* INSTRUCTIONS FOR THE TASK *
Print each line exactly as it is given.
____ GIVEN RECORDS
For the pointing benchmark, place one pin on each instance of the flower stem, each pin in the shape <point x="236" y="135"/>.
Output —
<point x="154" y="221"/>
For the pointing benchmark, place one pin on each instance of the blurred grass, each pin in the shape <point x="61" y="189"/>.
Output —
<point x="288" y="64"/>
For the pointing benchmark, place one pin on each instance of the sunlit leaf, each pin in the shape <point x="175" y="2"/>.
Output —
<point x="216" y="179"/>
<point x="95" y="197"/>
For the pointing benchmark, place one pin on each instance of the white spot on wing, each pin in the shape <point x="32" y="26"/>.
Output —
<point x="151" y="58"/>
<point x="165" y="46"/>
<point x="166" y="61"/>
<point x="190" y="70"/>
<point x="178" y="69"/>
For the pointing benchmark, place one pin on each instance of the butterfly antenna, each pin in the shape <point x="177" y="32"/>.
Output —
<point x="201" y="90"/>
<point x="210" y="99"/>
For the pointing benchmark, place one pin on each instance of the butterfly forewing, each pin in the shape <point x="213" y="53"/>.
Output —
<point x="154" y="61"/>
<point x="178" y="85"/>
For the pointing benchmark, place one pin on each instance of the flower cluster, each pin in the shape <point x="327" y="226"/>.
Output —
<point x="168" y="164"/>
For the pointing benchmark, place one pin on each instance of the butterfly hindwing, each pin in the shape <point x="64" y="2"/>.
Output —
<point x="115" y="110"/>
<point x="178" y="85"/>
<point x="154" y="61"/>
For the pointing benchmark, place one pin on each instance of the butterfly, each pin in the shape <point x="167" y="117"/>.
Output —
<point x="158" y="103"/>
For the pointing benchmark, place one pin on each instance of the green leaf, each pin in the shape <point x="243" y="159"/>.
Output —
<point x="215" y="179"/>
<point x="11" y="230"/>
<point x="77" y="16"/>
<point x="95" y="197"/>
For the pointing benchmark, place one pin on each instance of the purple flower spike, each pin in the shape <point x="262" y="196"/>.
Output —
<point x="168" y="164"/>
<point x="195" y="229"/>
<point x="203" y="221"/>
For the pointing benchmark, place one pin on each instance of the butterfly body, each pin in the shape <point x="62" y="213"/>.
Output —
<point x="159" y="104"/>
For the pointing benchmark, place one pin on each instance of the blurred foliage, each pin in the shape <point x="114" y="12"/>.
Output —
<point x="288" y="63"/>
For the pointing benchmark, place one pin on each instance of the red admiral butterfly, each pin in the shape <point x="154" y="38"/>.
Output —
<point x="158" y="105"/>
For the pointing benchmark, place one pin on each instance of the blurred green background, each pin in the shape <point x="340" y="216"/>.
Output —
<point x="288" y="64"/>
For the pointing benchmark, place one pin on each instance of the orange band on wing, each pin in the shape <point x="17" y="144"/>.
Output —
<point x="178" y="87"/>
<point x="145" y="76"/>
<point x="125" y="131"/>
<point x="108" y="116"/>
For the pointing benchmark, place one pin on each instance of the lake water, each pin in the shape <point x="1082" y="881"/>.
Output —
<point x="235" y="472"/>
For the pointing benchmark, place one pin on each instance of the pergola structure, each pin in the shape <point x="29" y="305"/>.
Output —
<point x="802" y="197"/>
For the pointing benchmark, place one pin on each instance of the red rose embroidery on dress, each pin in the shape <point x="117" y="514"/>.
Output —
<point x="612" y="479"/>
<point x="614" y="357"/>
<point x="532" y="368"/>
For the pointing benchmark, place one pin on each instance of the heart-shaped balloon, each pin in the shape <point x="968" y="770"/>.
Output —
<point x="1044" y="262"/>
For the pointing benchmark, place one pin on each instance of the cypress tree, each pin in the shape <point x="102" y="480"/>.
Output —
________
* SOLUTION TO THIS PROBLEM *
For the pointing benchmark, place one pin on each instance of the flower stem, each pin in the shape <point x="236" y="135"/>.
Output —
<point x="154" y="221"/>
For the pointing benchmark, place one pin on each instance of the blurred grass, each pin in the shape <point x="61" y="189"/>.
Output —
<point x="288" y="64"/>
For the pointing benchmark, place one pin on each instance of the sunlit leaf, each pin in the shape <point x="175" y="2"/>.
Output —
<point x="216" y="179"/>
<point x="95" y="197"/>
For the pointing benchmark, place one pin on each instance of the white spot on wing, each pin in the shape <point x="32" y="26"/>.
Output —
<point x="151" y="58"/>
<point x="165" y="46"/>
<point x="166" y="61"/>
<point x="190" y="70"/>
<point x="178" y="69"/>
For the pointing benchmark, place one pin on each instance of the butterfly antenna, each pin in the shape <point x="177" y="32"/>.
Output —
<point x="201" y="90"/>
<point x="210" y="99"/>
For the pointing benchmark, place one pin on each instance of the butterfly forewing, each pin in the shape <point x="213" y="53"/>.
Output —
<point x="154" y="61"/>
<point x="178" y="85"/>
For the pointing benchmark, place one pin on each instance of the flower cluster, each pin in the shape <point x="327" y="226"/>.
Output —
<point x="168" y="164"/>
For the pointing benchmark, place one pin on each instance of the butterfly hindwing, each pin in the shape <point x="64" y="2"/>.
Output —
<point x="115" y="110"/>
<point x="178" y="85"/>
<point x="154" y="61"/>
For the pointing benchmark, place one pin on each instance of the butterfly, each pin in the shape <point x="167" y="117"/>.
Output —
<point x="158" y="103"/>
For the pointing benchmark, place one pin on each instance of the green leaf, each pin in the shape <point x="243" y="159"/>.
Output —
<point x="215" y="179"/>
<point x="11" y="230"/>
<point x="77" y="16"/>
<point x="95" y="197"/>
For the pointing benchmark, place one pin on each instance of the purple flower spike, each pin in the shape <point x="262" y="196"/>.
Output —
<point x="168" y="164"/>
<point x="195" y="229"/>
<point x="203" y="221"/>
For the pointing benchmark, place one pin on each instance of the butterfly body, each pin in the shape <point x="62" y="213"/>.
Output —
<point x="159" y="104"/>
For the pointing benchmark, place one pin on each instance of the blurred foliage, each pin in the shape <point x="114" y="12"/>.
Output —
<point x="288" y="63"/>
For the pointing benchmark, place one pin on each instance of the red admiral butterfly, each pin in the shape <point x="154" y="38"/>.
Output —
<point x="158" y="105"/>
For the pointing benchmark, place one pin on each instance of the blurred green background, each pin in the shape <point x="340" y="216"/>.
Output —
<point x="288" y="64"/>
For the pointing benchmark, place one pin on each instance of the orange band on wing, each pin in the shape <point x="17" y="144"/>.
Output —
<point x="178" y="87"/>
<point x="145" y="76"/>
<point x="125" y="131"/>
<point x="108" y="116"/>
For the pointing benchmark, place one pin on each instance of the lake water, each pin in the shape <point x="1082" y="881"/>.
Output —
<point x="235" y="472"/>
For the pointing benchmark, place one pin on each instance of the pergola structure, each pin in the shape <point x="29" y="305"/>.
Output —
<point x="802" y="197"/>
For the pointing benchmark, place one pin on each instance of the red rose embroidery on dress, each pin in the shape <point x="117" y="514"/>.
Output —
<point x="612" y="479"/>
<point x="614" y="357"/>
<point x="532" y="368"/>
For the pointing benchmark, place one pin on each instance of the heart-shaped balloon, each pin in the shape <point x="968" y="770"/>.
Output —
<point x="1044" y="262"/>
For the pointing benchmark, place one pin on each instance of the cypress tree, each pin in the shape <point x="102" y="480"/>.
Output —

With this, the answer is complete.